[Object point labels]
* * * * * * *
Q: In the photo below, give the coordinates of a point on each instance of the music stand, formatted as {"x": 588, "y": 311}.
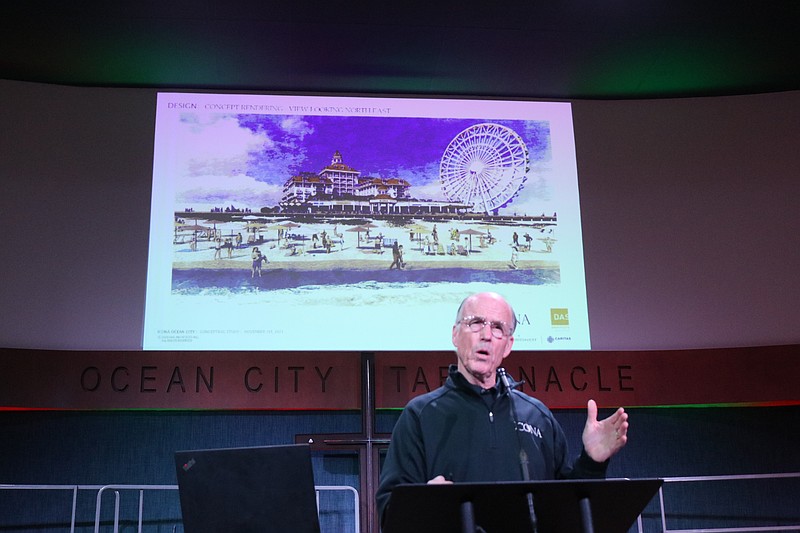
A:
{"x": 579, "y": 506}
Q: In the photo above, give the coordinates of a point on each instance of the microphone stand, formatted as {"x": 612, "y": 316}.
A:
{"x": 523, "y": 457}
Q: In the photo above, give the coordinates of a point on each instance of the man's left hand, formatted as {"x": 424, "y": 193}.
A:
{"x": 604, "y": 438}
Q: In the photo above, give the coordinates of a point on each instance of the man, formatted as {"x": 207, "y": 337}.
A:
{"x": 468, "y": 430}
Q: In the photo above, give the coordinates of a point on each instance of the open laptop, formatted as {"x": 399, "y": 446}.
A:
{"x": 259, "y": 489}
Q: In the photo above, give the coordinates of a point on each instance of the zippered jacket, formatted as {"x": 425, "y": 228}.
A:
{"x": 471, "y": 435}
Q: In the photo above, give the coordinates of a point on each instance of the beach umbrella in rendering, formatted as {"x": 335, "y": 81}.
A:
{"x": 471, "y": 232}
{"x": 358, "y": 229}
{"x": 255, "y": 227}
{"x": 418, "y": 229}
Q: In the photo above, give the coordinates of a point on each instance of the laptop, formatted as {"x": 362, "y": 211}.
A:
{"x": 259, "y": 489}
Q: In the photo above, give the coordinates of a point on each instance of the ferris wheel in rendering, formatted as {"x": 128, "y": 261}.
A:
{"x": 485, "y": 165}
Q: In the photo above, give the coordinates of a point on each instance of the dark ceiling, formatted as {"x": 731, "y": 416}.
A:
* * * * * * *
WORK TO DO
Pictures in the records should not appear in your copy, but everything else must be transcribed exactly.

ANSWER FOR THIS EXERCISE
Q: In the photo below, give the coordinates of a point on each instance of the music stand, formatted as {"x": 588, "y": 311}.
A:
{"x": 579, "y": 506}
Q: In the photo above, give the coordinates of a point on each instance of the microphone stand, formatted as {"x": 612, "y": 316}.
A:
{"x": 523, "y": 457}
Q: In the photo above, give the coordinates of a point on each instance of the man's left hand, formatted as {"x": 424, "y": 193}.
A:
{"x": 604, "y": 438}
Q: In the photo above, give the coordinates of a point on each instance of the man, formatted as {"x": 207, "y": 337}.
A:
{"x": 468, "y": 430}
Q: In the photo above, give the coordinates of a point on each instance of the open laptop, formatted as {"x": 399, "y": 446}.
A:
{"x": 259, "y": 489}
Q: In the photo above, give the coordinates of a point on each instance of the zippered jacket, formatted as {"x": 425, "y": 228}.
A:
{"x": 471, "y": 435}
Q: In the photo above, give the coordinates of a point on each instance of the beach umbrella in rendering, formatted as {"x": 335, "y": 81}.
A:
{"x": 471, "y": 232}
{"x": 358, "y": 229}
{"x": 255, "y": 227}
{"x": 418, "y": 229}
Q: In the photo above, give the coordinates of a point on each instance of the laptop, formatted as {"x": 362, "y": 211}.
A:
{"x": 259, "y": 489}
Q: In the photo above, give the coordinates of a point on each instance of the ferris wheel in rendering, formatted as {"x": 128, "y": 261}.
A:
{"x": 485, "y": 165}
Q: In the photo above, give the coordinates of a point on each instance of the dark ceiling, formatted as {"x": 731, "y": 416}.
A:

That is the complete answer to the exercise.